● **VORLIEGENDER TEXT**:
Loitz in Mecklenburg-Vorpommern

Eine Kleinstadt freut sich über ein großzügiges Erbe

Zwei heruntergekommene Häuser in Greifswalder Straße in Loitz. In dieser Straße wuchs Werner Niemann auf.
Die Greifswalder Straße in Loitz. Hier wuchs Werner Niemann auf. © picture alliance / dpa / Stefan Sauer
Von Silke Hasselmann · 04.12.2018
Nach dem Weltkrieg verließ Werner Niemann seine Heimat und machte Karriere in Bayern. Seinen Geburtsort besuchte er nie wieder, vergessen aber hat er ihn nicht: Aus seinem Erbe erhält die Kleinstadt 500.000 Euro - unter einer Bedingung.
In Loitz, gelegen zwischen Greifswald und Demmin, läuten schon morgens um 8 Uhr die Kirchturmglocken. Erste Ladenrollos werden hochgezogen. Auch im rosafarbenen Rathaus am Marktplatz ist das Verwaltungsleben erwacht.
Christin Witt, bislang Haupt- und Ordnungsamtsleiterin, wurde vorigen Donnerstag zur neuen Bürgermeisterin von Loitz bestellt. Offiziell tritt sie ihr Amt am 1. Januar des neuen Jahres an. Doch weil ihr Vorgänger im Sommer zum Landrat des riesigen Kreises Vorpommern-Greifswald gewählt wurde, nimmt Christin Witt die Bürgermeisteraufgaben schon jetzt wahr. Die ungewöhnlichste dieser Aufgaben besteht darin, 500.000 unerwartet geerbte Euro im Sinne des Wohltäters auszugeben. Doch der Reihe nach:
"Wir haben eine Information vom Amtsgericht München mit Schreiben vom 5.12.2017 erhalten, dass die Stadt Loitz im Vermächtnis des Senators Niemann bedacht wurde. Es war natürlich auch ein Thema in der Verwaltung. Ja, wir waren begeistert!"
Denn dergleichen gab es noch nie in der vorpommerschen Kleinstadt mit ihren rund 4300 Einwohnern.
"Also so etwas? Nein!"
Die Todesanzeigen etwa in der "Süddeutschen Zeitung" besagten, dass Werner Niemann 95 Jahre lebte und unter anderem von Münchens größter Universität zum Senator ehrenhalber ernannt worden war. Er trug den Bayerischen Verdienstorden und die Ehrenmedaille des Bayerischen Deutschen Roten Kreuzes in Gold. Doch darüber hinaus habe man sich erst schlau machen müssen über den bis dahin kaum beachteten Sohn der Peene-Stadt, sagt Christin Witt.

● **AUSZÜGE DER DATENSÄTZE**:
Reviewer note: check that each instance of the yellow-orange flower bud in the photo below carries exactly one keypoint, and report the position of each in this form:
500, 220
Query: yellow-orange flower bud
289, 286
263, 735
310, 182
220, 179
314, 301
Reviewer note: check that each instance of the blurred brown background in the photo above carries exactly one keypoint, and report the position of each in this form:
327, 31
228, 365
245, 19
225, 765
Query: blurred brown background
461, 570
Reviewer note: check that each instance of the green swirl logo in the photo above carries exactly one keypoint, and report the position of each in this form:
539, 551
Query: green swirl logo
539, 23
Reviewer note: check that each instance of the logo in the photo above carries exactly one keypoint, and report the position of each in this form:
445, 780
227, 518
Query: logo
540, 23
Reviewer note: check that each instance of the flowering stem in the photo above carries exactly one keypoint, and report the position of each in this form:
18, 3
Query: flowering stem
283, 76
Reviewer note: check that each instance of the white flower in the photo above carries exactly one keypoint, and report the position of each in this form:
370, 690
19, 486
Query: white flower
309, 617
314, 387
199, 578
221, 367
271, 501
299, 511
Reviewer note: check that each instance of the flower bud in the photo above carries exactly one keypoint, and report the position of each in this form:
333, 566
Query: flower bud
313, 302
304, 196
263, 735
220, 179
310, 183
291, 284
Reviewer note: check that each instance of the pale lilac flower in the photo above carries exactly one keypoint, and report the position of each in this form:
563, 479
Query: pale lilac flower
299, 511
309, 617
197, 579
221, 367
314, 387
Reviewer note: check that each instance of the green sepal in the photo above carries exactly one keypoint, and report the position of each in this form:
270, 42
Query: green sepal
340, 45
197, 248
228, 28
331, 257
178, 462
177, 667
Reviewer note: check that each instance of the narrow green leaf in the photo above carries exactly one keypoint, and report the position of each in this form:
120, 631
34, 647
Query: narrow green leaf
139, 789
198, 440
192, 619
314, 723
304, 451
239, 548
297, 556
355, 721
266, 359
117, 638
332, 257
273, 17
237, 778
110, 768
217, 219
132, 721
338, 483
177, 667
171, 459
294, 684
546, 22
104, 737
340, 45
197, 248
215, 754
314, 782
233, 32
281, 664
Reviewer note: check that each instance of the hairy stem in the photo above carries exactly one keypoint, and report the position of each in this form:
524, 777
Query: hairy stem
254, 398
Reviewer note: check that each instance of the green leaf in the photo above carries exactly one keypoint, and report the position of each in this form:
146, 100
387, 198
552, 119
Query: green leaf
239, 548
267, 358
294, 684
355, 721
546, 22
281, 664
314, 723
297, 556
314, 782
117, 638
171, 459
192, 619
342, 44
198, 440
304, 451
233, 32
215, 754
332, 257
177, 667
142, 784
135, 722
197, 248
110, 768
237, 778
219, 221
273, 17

● **ZIELE**:
[1] Wann tritt Christin Witt laut dem Text über das Erbe für Loitz ihr Amt als Bürgermeisterin offiziell an?
[2] Stimmen die folgenden Aussagen mit dem Text über das Erbe für Loitz überein? Beantworte jede mit Ja oder Nein und zitiere die entscheidenden Worte des Textes.
(a) Loitz hat rund 4300 Einwohner.
(b) Werner Niemann besuchte seinen Geburtsort nach dem Krieg mehrmals.
(c) Das Schreiben des Amtsgerichts München stammt vom 5.12.2017.

● **ERGEBNISSE JE AUFGABE**:
[1] Am 1. Januar des neuen Jahres.

[2]
(a) Ja: „mit ihren rund 4300 Einwohnern“
(b) Nein: „Seinen Geburtsort besuchte er nie wieder“
(c) Ja: „mit Schreiben vom 5.12.2017“